■ **Aim of the task**: In the material below, give every line from the one containing "Exercise. Spot the car's" through the end of the material as a JSON list of strings, one string per line, leaving out blank lines.

■ **Data listing**:
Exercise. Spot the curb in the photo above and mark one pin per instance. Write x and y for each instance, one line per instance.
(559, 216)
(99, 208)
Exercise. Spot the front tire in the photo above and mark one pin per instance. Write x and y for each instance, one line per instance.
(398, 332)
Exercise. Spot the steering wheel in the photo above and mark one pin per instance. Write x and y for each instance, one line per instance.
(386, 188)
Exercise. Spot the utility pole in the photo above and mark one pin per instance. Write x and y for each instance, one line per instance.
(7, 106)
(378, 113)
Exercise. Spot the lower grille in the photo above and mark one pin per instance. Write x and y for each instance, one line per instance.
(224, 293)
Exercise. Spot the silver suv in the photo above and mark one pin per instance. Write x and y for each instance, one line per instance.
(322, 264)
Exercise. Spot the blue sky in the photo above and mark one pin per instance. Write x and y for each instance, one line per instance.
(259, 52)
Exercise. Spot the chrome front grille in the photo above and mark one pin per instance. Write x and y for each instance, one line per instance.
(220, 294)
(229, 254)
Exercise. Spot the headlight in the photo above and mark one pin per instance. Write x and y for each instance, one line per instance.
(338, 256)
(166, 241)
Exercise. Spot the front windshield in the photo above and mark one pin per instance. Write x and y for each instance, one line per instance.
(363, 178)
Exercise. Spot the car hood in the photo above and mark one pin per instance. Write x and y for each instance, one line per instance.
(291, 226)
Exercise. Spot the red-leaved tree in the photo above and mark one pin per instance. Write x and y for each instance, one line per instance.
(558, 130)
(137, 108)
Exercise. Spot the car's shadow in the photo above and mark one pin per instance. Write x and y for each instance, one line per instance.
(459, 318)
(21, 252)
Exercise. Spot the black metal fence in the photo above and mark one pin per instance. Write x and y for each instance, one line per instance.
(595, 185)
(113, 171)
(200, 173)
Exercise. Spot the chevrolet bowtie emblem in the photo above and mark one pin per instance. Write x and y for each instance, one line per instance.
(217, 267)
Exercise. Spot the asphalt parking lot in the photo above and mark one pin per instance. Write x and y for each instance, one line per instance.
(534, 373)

■ **Solution to this exercise**:
[
  "Exercise. Spot the car's shadow in the photo above and mark one pin per instance. Write x and y for each instance, one line per instance.",
  "(459, 318)",
  "(21, 252)",
  "Exercise. Spot the black metal fence in the photo above and mark one pin per instance. Write x and y for each instance, one line per instance.",
  "(595, 185)",
  "(113, 171)",
  "(200, 173)",
  "Exercise. Spot the chevrolet bowtie emblem in the photo above and mark one pin per instance. Write x and y for each instance, one line per instance.",
  "(217, 267)",
  "Exercise. Spot the asphalt parking lot in the photo above and mark one pin per instance. Write x and y for each instance, one line per instance.",
  "(534, 373)"
]